WRITTEN TASK A >> Copy out each line of the entries below that contains the string "handle".

PROVIDED PASSAGE >>

** BEGIN **

0

I've got a variable size binary data blob that is accessible through a std::byte pointer and a byte size. Is there a way to call std::hash on it? (I can't find any example for this)

moala
  • 5,094
  • 9
  • 45
  • 66

2 Answers2

2

Here's an example based on my comment:

#include <span>
#include <iostream>
#include <string_view>

using bytes = std::span<const std::byte>;

template <>
struct std::hash<bytes>
{
    std::size_t operator()(const bytes& x) const noexcept
    {
        return std::hash<std::string_view>{}({reinterpret_cast<const char*>(x.data()), x.size()});
    }
};

int main()
{
    auto integers = std::array { 1, 2, 3, 4, 5 };
    auto doubles = std::array { 1.2, 3.4, 5.6, 7.8, 9.0 };
    std::string string = "A string";
    
    auto hash = std::hash<bytes>{};

    std::cout << std::hex;
    std::cout << hash(std::as_bytes(std::span(integers))) << "\n";
    std::cout << hash(std::as_bytes(std::span(doubles))) << "\n";
    std::cout << hash(std::as_bytes(std::span(string))) << "\n";
}
5ae7ce2c85367f67
42515290ba6efcdb
d760fec69e30b9e1

Of course, I used std::span, but you could use anything else (e.g. std::pair<const std::byte*, std::size_t>).

Alternatively, you could use MurmurHash (I believe that's what libstdc++ uses internally anyway).

** END **

INFORMATION SHOWN >>
** BEGIN **

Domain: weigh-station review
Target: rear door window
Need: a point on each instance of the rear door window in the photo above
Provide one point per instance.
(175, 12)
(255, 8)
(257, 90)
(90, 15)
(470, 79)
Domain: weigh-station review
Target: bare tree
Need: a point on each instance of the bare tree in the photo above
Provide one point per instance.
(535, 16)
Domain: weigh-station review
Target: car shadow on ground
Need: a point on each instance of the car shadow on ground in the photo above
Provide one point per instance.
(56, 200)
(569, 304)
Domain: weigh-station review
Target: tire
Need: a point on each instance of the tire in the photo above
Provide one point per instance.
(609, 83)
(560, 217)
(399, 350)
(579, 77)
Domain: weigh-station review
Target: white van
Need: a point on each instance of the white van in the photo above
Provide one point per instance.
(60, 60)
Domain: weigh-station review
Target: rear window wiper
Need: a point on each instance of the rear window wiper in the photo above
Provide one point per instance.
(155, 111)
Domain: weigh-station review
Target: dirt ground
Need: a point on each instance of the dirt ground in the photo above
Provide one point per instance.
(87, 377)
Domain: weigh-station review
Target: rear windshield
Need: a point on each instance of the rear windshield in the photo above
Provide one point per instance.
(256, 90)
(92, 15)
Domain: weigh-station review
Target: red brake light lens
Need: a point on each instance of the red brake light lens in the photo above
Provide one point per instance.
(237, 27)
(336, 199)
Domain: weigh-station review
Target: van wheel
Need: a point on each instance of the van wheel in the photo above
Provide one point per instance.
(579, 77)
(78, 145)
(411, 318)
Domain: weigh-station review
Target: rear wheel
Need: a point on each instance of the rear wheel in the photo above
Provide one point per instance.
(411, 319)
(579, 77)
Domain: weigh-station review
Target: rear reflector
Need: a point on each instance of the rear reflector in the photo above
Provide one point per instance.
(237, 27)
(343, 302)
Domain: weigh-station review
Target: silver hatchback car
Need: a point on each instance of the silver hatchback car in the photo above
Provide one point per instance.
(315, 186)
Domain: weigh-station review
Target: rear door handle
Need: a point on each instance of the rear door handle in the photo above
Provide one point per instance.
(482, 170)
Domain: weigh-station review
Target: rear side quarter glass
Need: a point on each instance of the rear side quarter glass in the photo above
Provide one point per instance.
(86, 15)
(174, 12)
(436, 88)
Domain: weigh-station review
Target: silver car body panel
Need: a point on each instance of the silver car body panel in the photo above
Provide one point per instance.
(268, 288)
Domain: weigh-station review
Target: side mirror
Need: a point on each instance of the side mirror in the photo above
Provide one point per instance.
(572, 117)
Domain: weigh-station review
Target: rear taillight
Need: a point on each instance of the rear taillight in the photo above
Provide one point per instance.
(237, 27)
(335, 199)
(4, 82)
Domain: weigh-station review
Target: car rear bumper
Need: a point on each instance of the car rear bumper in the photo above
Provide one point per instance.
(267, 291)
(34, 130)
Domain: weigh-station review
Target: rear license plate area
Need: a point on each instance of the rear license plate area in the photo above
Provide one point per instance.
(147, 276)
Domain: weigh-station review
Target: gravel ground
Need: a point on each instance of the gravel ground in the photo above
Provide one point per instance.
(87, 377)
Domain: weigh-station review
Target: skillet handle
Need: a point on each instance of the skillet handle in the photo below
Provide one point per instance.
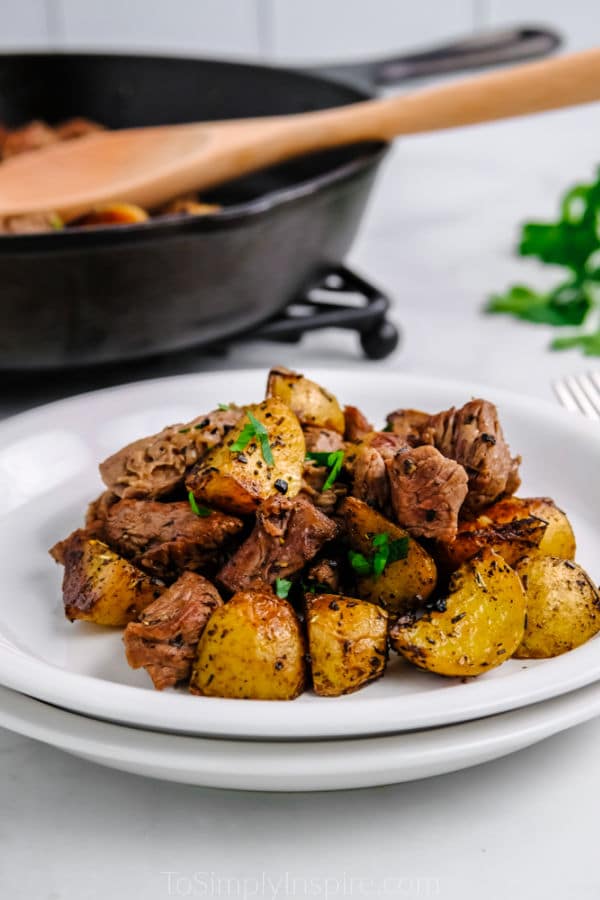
(488, 48)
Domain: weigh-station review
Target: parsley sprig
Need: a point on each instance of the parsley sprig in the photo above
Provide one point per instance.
(334, 460)
(282, 587)
(254, 430)
(201, 511)
(573, 242)
(385, 551)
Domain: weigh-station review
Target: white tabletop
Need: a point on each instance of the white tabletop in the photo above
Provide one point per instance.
(438, 237)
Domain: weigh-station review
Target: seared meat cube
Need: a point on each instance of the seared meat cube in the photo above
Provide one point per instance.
(154, 466)
(97, 512)
(411, 425)
(357, 424)
(94, 530)
(168, 538)
(77, 127)
(325, 576)
(367, 464)
(427, 491)
(287, 534)
(100, 586)
(369, 477)
(322, 440)
(473, 437)
(30, 137)
(164, 640)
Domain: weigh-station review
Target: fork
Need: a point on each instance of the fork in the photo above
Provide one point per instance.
(580, 393)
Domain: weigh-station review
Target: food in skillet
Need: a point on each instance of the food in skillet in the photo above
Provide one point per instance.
(35, 136)
(258, 551)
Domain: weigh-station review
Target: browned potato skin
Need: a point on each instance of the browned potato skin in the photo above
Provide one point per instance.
(511, 539)
(481, 627)
(563, 607)
(99, 586)
(238, 483)
(404, 583)
(312, 403)
(347, 643)
(114, 214)
(558, 539)
(251, 649)
(513, 527)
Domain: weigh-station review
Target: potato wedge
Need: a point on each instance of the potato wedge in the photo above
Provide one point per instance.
(312, 403)
(347, 643)
(238, 482)
(508, 528)
(558, 539)
(252, 648)
(100, 586)
(404, 583)
(563, 607)
(480, 627)
(514, 527)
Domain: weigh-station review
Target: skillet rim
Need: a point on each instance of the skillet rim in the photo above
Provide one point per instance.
(369, 156)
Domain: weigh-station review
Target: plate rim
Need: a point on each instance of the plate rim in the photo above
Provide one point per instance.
(292, 765)
(21, 672)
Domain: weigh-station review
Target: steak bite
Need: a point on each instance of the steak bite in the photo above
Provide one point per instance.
(368, 466)
(357, 424)
(168, 538)
(427, 491)
(324, 576)
(164, 639)
(473, 437)
(411, 425)
(322, 440)
(287, 534)
(369, 477)
(155, 466)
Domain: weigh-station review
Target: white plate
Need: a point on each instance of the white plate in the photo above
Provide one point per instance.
(48, 473)
(300, 766)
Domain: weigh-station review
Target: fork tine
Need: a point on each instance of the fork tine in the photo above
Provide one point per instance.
(591, 390)
(574, 397)
(565, 397)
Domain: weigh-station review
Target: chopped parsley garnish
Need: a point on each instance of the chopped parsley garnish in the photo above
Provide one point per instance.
(201, 511)
(334, 460)
(359, 562)
(254, 430)
(385, 551)
(573, 242)
(282, 587)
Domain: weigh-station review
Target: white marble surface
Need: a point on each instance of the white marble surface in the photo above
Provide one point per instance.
(438, 236)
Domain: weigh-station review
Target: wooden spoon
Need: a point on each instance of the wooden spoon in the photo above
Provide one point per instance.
(149, 166)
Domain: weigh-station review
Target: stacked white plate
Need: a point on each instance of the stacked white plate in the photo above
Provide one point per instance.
(69, 685)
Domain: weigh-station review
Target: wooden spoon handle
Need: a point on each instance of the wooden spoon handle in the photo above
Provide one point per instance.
(531, 88)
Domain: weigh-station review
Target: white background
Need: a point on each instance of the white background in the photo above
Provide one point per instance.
(278, 30)
(438, 236)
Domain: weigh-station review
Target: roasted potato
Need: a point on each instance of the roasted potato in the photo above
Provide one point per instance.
(347, 643)
(404, 583)
(509, 528)
(238, 481)
(477, 628)
(114, 214)
(563, 607)
(252, 648)
(558, 539)
(312, 404)
(102, 587)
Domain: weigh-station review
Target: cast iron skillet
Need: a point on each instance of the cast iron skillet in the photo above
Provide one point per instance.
(105, 294)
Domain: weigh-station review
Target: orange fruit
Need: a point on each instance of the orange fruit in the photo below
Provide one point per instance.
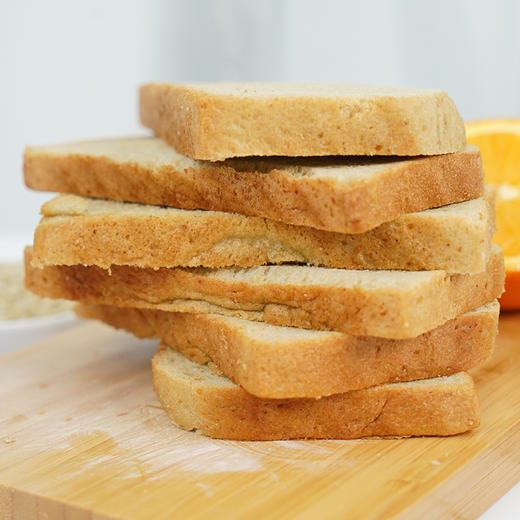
(499, 143)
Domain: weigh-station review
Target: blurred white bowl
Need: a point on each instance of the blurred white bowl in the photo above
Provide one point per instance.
(25, 331)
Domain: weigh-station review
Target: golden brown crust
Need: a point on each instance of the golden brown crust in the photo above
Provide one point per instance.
(319, 202)
(444, 406)
(233, 123)
(391, 304)
(268, 362)
(78, 230)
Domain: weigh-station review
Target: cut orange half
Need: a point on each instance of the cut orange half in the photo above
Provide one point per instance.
(499, 143)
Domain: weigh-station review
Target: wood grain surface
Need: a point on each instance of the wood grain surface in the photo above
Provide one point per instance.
(82, 437)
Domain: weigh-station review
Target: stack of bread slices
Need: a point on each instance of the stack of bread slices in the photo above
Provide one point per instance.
(315, 259)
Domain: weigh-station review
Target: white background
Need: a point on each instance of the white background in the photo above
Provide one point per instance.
(70, 69)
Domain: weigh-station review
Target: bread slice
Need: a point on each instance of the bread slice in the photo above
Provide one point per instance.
(391, 304)
(195, 398)
(284, 362)
(221, 120)
(346, 195)
(79, 230)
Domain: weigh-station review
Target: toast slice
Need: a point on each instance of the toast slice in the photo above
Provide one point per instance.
(345, 195)
(283, 362)
(78, 230)
(195, 398)
(391, 304)
(214, 121)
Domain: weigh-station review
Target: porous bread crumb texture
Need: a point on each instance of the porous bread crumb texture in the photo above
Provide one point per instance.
(391, 304)
(283, 362)
(197, 399)
(335, 194)
(79, 230)
(17, 302)
(215, 122)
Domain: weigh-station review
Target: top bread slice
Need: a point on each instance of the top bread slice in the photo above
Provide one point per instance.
(80, 230)
(221, 120)
(346, 195)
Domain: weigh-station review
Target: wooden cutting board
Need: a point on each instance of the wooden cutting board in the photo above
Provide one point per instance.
(83, 437)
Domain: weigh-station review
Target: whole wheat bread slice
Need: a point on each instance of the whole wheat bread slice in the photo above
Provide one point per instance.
(284, 362)
(78, 230)
(221, 120)
(346, 195)
(195, 398)
(391, 304)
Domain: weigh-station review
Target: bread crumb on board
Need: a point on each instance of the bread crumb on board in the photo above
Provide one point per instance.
(17, 302)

** END **

WRITTEN TASK B >> Carry on the forum thread about calling std::hash on a binary blob, starting right after its last sentence.

TASK RESULT A >>
Target: rear door handle
Need: a point on each instance of the rear door handle in the photo above
Target: skillet handle
Need: a point on each instance of the skillet handle in the photo below
Target: wooden spoon handle
Need: a point on each instance of the wooden spoon handle in the photo above

TASK RESULT B >>
LHLaurini
  • 1,737
  • 17
  • 31
1

As far as I can tell, you have to create a custom hash function:

#include <algorithm>
#include <array>
#include <iostream>
#include <vector>

template<class T, size_t N>
struct std::hash<std::array<T, N>> {
    std::size_t operator()(const std::array<T, N>& data) const noexcept {
        std::size_t value = data.size();
        for (auto byte : data) {
            value = std::hash<std::byte>{}(byte) + (value << 6) + (value >> 2);
            // value = value * 31 + std::hash<std::byte>{}(byte);
        }
        return value;
    }
};

template<>
struct std::hash<std::byte*> {
    std::size_t operator()(const std::byte *ptr, std::size_t n) const noexcept {
        std::size_t value = n;
        for (auto i = 0; i < n; ++i)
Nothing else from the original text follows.